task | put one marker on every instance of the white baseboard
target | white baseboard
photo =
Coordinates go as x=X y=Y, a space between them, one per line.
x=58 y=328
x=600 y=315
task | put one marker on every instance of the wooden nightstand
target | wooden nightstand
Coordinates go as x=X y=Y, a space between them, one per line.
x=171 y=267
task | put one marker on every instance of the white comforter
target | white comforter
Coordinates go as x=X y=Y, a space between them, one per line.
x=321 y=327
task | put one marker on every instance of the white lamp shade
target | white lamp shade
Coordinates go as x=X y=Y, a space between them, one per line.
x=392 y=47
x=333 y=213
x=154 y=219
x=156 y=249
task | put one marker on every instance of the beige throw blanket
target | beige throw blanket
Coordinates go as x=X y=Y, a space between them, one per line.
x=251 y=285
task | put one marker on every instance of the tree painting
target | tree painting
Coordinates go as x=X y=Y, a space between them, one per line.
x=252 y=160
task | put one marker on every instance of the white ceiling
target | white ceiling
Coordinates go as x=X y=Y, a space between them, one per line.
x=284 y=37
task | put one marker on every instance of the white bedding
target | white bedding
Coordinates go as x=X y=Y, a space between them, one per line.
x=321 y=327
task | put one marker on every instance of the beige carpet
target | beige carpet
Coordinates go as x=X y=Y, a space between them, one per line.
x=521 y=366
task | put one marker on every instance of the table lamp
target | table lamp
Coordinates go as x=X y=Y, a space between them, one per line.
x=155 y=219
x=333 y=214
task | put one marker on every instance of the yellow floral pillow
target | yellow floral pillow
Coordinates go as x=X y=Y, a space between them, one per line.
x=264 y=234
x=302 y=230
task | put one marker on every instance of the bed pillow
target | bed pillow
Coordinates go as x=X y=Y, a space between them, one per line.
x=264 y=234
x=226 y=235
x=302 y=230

===============

• **REQUIREMENTS**: Copy out the part of the entries that opens with the line containing "task | put one marker on every instance of the bed" and runs through the end of the entries, substituting "sleeping pillow" for "bed pillow" and leaving everything else the same.

• **FULL SOLUTION**:
task | put one marker on every instance of the sleeping pillow
target | sleeping pillow
Coordinates go as x=X y=Y, a space between them, one per line.
x=264 y=234
x=226 y=235
x=302 y=230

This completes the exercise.